SET OF TASKS
[1] Print, word for word, the part of the article on the tuberculosis test price cut that opens with the words containing "Smear microscopy, the" and closes with "direct health costs.".
[2] List the four organizations that the article on the tuberculosis test price cut names as partners in the agreement.

TEXT FOR ANALYSIS
Gates Foundation, PEPFAR, USAID, UNITAID Finalize Partnership to Cut Price of TB Test

The Bill & Melinda Gates Foundation, the United States President's Emergency Plan for AIDS Relief (PEPFAR), the U.S. Agency for International Development (USAID), and UNITAID have announced an agreement that will significantly cut the cost of a new rapid diagnostic test for tuberculosis in high-burden and developing countries (HBDC).

The partnership will fund a 40 percent reduction, from $16.86 to $9.98, in the price of Xpert MTB/RIF cartridges in a hundred and forty-five countries for ten years. Although the World Health Organization recommended the highly accurate TB test, which is produced by molecular diagnostic company Cepheid, in 2010, to date the high unit cost has prevented widespread adoption of the test in low- and middle-income countries. To make the price reduction effective immediately, the Gates Foundation has agreed to fund an initial payment of $3.5 million to the company.

Smear microscopy, the method currently used to detect TB in most laboratories in developing countries, is ineffective for diagnosing the disease in patients who are co-infected with HIV and for detecting drug-resistant strains of the disease. The Xpert MTB/RIF assay makes these diagnoses in less than two hours and can be used in remote areas because it is self-contained and requires no specialized training. Given that TB is the leading cause of death among people living with HIV in Africa, greater access to the test will significantly boost the capacity of healthcare workers to reduce transmission of and premature deaths from the disease. The incremental scaling of the test in high-burden countries could enable the rapid diagnosis of seven hundred thousand cases of TB and save health systems more than $18 million in direct health costs.

"We are pleased to be working with the Bill & Melinda Gates Foundation, PEPFAR, USAID, and UNITAID to make our innovative Xpert MTB/RIF test available for patient management in 145 HBDCs at less than $10 per test," said Cepheid CEO John Bishop. "As a result, every investment in GeneXpert technology in [HBDCs] will go further to identify patients with tuberculosis or drug-resistant tuberculosis, the first critical step in reducing the shocking mortality rates associated with this deadly disease."

DATA EXCERPT
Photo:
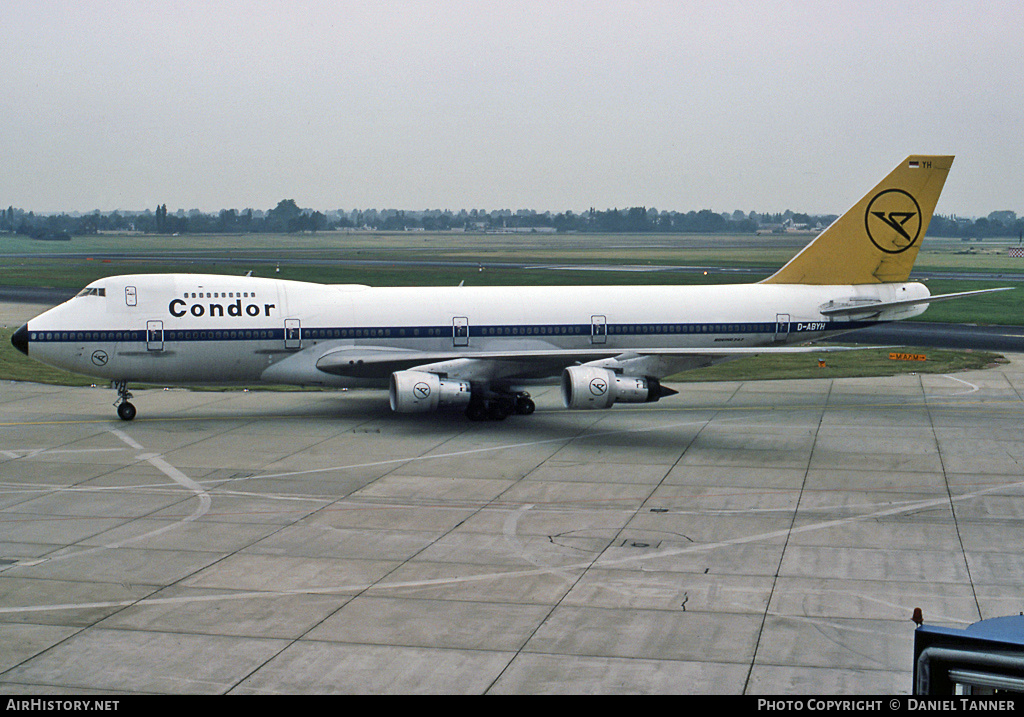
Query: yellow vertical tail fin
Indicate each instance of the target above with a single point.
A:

RESPONSES TO THE EXERCISE
[1]
Smear microscopy, the method currently used to detect TB in most laboratories in developing countries, is ineffective for diagnosing the disease in patients who are co-infected with HIV and for detecting drug-resistant strains of the disease. The Xpert MTB/RIF assay makes these diagnoses in less than two hours and can be used in remote areas because it is self-contained and requires no specialized training. Given that TB is the leading cause of death among people living with HIV in Africa, greater access to the test will significantly boost the capacity of healthcare workers to reduce transmission of and premature deaths from the disease. The incremental scaling of the test in high-burden countries could enable the rapid diagnosis of seven hundred thousand cases of TB and save health systems more than $18 million in direct health costs.

[2]
- The Bill & Melinda Gates Foundation
- The United States President's Emergency Plan for AIDS Relief (PEPFAR)
- The U.S. Agency for International Development (USAID)
- UNITAID